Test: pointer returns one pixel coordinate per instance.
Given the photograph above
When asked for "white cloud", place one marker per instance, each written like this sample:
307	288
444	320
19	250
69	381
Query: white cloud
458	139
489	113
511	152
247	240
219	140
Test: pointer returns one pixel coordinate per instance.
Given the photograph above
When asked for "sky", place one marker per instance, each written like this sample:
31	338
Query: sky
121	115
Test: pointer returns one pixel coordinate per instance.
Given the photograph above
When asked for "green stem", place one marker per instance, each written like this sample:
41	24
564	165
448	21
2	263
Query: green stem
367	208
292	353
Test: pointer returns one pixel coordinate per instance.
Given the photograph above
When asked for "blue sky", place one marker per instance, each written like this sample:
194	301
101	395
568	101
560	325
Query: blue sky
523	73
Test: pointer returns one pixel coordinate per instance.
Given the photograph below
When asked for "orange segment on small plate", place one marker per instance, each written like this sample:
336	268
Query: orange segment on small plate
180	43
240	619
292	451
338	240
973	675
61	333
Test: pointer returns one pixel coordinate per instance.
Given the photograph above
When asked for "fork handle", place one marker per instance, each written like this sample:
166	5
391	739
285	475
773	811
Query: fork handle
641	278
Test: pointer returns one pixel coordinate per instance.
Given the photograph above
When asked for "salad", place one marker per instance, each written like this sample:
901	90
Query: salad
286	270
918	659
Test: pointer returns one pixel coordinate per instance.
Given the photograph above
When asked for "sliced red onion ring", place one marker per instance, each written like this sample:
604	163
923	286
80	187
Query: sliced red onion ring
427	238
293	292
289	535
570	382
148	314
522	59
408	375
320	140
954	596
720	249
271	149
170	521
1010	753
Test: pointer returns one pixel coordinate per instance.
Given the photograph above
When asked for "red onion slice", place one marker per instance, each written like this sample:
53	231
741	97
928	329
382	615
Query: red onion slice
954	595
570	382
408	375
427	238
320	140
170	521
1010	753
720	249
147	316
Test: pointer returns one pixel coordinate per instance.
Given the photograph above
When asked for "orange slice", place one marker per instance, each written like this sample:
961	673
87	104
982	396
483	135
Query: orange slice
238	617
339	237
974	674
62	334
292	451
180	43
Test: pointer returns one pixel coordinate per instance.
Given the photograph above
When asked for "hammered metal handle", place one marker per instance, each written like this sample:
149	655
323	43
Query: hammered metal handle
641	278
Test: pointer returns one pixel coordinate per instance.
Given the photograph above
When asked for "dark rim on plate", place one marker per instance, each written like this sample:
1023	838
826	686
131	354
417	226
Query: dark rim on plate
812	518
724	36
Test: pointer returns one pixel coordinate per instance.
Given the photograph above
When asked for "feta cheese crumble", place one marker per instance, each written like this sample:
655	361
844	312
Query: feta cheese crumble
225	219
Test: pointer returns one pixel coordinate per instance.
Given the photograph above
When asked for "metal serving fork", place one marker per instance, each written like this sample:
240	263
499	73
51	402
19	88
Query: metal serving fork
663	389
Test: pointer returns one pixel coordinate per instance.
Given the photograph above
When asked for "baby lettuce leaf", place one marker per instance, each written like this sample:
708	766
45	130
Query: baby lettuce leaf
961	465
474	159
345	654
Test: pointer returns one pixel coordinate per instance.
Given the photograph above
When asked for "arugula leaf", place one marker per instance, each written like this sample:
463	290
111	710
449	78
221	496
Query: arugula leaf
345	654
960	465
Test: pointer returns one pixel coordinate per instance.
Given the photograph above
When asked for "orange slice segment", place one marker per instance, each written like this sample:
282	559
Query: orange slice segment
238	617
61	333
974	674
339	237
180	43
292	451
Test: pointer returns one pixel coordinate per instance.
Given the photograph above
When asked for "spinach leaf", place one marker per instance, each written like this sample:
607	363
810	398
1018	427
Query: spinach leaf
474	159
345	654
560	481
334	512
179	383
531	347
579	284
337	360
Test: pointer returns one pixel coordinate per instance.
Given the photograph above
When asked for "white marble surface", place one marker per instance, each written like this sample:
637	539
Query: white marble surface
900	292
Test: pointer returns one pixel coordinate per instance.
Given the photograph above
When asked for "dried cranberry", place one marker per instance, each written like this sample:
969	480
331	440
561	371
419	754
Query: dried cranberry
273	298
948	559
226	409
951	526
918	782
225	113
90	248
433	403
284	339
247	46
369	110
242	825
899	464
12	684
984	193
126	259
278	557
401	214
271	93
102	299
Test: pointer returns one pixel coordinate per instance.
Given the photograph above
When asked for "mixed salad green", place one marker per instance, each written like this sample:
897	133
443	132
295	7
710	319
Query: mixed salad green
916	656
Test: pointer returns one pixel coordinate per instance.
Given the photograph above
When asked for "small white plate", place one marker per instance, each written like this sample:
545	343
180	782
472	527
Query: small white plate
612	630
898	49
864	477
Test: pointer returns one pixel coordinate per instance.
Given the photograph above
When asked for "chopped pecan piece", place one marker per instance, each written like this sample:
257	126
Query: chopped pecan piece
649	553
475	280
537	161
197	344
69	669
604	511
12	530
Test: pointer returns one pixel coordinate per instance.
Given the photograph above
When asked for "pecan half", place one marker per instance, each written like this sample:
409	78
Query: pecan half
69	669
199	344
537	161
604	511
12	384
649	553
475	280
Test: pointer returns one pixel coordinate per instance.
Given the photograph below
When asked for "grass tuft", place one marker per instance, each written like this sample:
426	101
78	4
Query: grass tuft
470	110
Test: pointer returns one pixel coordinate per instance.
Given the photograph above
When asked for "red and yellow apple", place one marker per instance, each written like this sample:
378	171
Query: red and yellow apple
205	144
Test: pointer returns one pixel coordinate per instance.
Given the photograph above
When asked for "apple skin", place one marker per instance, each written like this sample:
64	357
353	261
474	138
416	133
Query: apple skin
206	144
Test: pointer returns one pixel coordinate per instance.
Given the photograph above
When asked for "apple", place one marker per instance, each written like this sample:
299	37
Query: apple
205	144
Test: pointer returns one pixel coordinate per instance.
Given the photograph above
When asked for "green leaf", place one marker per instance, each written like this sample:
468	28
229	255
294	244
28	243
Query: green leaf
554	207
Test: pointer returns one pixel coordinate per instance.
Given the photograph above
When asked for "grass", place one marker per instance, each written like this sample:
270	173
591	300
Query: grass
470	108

Problem details
Write out the entries verbatim, all of them.

Your solution
Test: pointer returns one pixel coordinate per instance.
Given the photograph above
When asked for "white cloud", place one marker per instance, each written like this sample:
307	288
444	320
19	250
69	381
Query: white cloud
458	139
489	113
511	152
247	240
219	140
Test: pointer returns one pixel coordinate per instance.
Given the photograph above
When asked for "sky", place one marker per instance, each written like this sample:
31	338
Query: sky
121	115
Test: pointer returns one pixel coordinate per instance.
Given the photograph above
When asked for "green stem", place one marker per instance, each written like this sample:
41	24
564	165
448	21
2	263
Query: green stem
367	208
292	353
Test: pointer returns one pixel coordinate per instance.
Given the photograph above
When asked for "blue sky", place one marker per instance, each written like this sample:
194	301
101	395
568	101
560	325
Query: blue sky
523	73
Test: pointer returns one pixel coordinate per instance.
Given the photograph below
When asked for "orange segment on small plate", place one marker per instance, each written like this sample:
336	268
Query: orange segment on small plate
180	43
240	619
292	451
338	240
973	675
61	333
Test: pointer returns one pixel coordinate per instance.
Given the photograph above
When asked for "fork handle", place one marker per instance, each written like this sample:
166	5
391	739
285	475
773	811
Query: fork handle
641	278
Test: pointer returns one pixel coordinate per instance.
Given the photograph above
When asked for "salad", place one marker per instance, each written like this sample:
901	90
Query: salad
286	270
918	659
Test: pointer returns one pixel coordinate per instance.
Given the photograph above
When asked for "sliced red onion ring", place one marker per instance, each written like this sample:
604	163
923	286
80	187
Query: sliced red onion ring
427	238
293	292
289	535
570	382
148	314
522	59
408	375
320	140
954	596
720	249
271	149
170	521
1010	753
Test: pointer returns one pixel coordinate per instance.
Given the photograph above
When asked for "red onion slice", place one marker per instance, each written like this sample:
53	231
741	97
928	329
382	615
Query: red onion slice
954	595
570	382
408	375
427	238
320	140
170	521
1010	753
720	249
147	316
Test: pointer returns one pixel coordinate per instance.
Given the photograph above
When asked for "orange slice", place one marker per instance, each written like this sample:
961	673
87	104
982	396
483	135
Query: orange slice
238	617
339	237
974	674
62	334
292	451
180	43
Test: pointer returns one pixel coordinate per instance.
Given the photograph above
When asked for "hammered metal handle", place one marker per instance, each written like this sample:
149	655
323	43
Query: hammered metal handle
641	278
Test: pointer returns one pixel coordinate per instance.
Given the photograph above
When asked for "dark rim on plate", place one marker per instance, each written like this sample:
1023	838
826	686
131	354
417	226
Query: dark rim on plate
812	518
724	36
Test: pointer returns one pixel coordinate per instance.
Given the photograph above
When asked for "feta cheese crumble", place one marker per instance, each written like this sample:
655	361
844	312
Query: feta cheese crumble
225	219
Test: pointer returns one pixel coordinate per instance.
Given the photograph above
When asked for "metal serving fork", place one marker per instance, each written like this sample:
240	263
499	73
51	402
19	88
Query: metal serving fork
663	389
Test: pointer returns one pixel coordinate per instance.
Given the photograph above
When asked for "baby lettuce leaf", place one marker per instance, each written like this sample:
708	766
45	130
Query: baby lettuce leaf
961	465
474	159
345	654
Test: pointer returns one pixel coordinate per instance.
Given the photograph above
When asked for "arugula leaf", place one marker per instance, each written like this sample:
463	290
111	710
449	78
221	496
Query: arugula leaf
345	654
960	465
Test: pointer returns one pixel coordinate per instance.
Given the photograph above
When asked for "orange slice segment", place one marker per instance, each written like this sample:
282	559
Query: orange slice segment
238	617
61	333
974	674
339	237
180	43
292	451
Test: pointer returns one pixel coordinate per instance.
Given the photograph above
When asked for "spinach leaf", place one marker per instance, each written like this sample:
607	363
810	398
1018	427
Query: spinach leaf
474	159
345	654
560	481
334	512
179	383
531	347
579	284
337	360
Test: pointer returns one pixel coordinate per instance.
Given the photograph above
When asked for "white marble surface", place one marker per instance, each written like this sample:
637	539
Query: white marble surface
900	292
Test: pointer returns one pixel coordinate per instance.
Given the photograph above
When asked for "dried cranberry", place one marker per instance, each written like this sample:
969	480
331	440
561	371
419	754
Query: dried cranberry
273	298
948	559
226	409
951	526
918	782
225	113
90	248
433	403
284	339
247	46
369	110
242	825
899	464
12	684
984	193
126	259
278	557
401	214
271	93
102	299
Test: pointer returns one pixel coordinate per instance.
Given the photograph above
When asked for "mixed salad green", place one marker per instance, each written like this sample:
897	133
443	132
295	7
710	319
Query: mixed salad green
916	656
Test: pointer returns one pixel coordinate per instance.
Given the photograph above
When asked for "small white plate", place one marker per instance, each written like this sample:
545	343
180	782
472	527
Query: small white plate
612	630
898	49
864	477
Test: pointer returns one pixel coordinate per instance.
Given the photograph above
When asked for "chopped pecan piece", place one marker per instance, each written like this sample:
257	126
Query: chopped pecan piece
649	553
475	280
537	161
197	344
69	669
604	511
12	530
Test: pointer returns one pixel coordinate per instance.
Given the photograph above
When asked for "pecan half", place one marker per instance, each written like this sample:
409	78
Query: pecan half
69	669
199	344
537	161
604	511
12	384
649	553
475	280
Test: pointer returns one pixel coordinate per instance.
Given the photograph below
When asked for "grass tuft", place one marker per instance, each written like this sample:
426	101
78	4
Query: grass tuft
470	110
Test: pointer returns one pixel coordinate per instance.
Given the photograph above
When asked for "red and yellow apple", place one marker per instance, each written like this sample:
378	171
Query: red and yellow apple
205	144
Test: pointer returns one pixel coordinate per instance.
Given the photograph above
When asked for "apple skin", place one marker per instance, each written like this sample:
64	357
353	261
474	138
416	133
Query: apple skin
206	144
Test: pointer returns one pixel coordinate per instance.
Given the photograph above
When asked for "apple", place one marker per instance, each written like this sample:
299	37
Query: apple
205	144
Test: pointer returns one pixel coordinate per instance.
Given the photograph above
When asked for "green leaf", place one marker per instance, each written like this sample:
468	28
229	255
294	244
28	243
Query: green leaf
554	207
Test: pointer returns one pixel coordinate per instance.
Given the photograph above
When asked for "grass", place one marker per instance, each written like this sample:
270	173
591	300
Query: grass
470	108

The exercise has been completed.